# [Prompt]
Reproduce the following records line for line, with no changes.

[Excerpts from a point labeling dataset]
□ □ □ □ □

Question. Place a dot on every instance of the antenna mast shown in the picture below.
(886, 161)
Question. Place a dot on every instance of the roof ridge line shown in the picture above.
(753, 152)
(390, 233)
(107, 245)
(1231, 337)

□ □ □ □ □

# [Answer to the exercise]
Question. Place a dot on every instance of the antenna mast shown in the picture below.
(886, 161)
Question. Place a dot on every instance of the roof ridge line shown in the picture above.
(753, 152)
(390, 233)
(107, 245)
(1231, 337)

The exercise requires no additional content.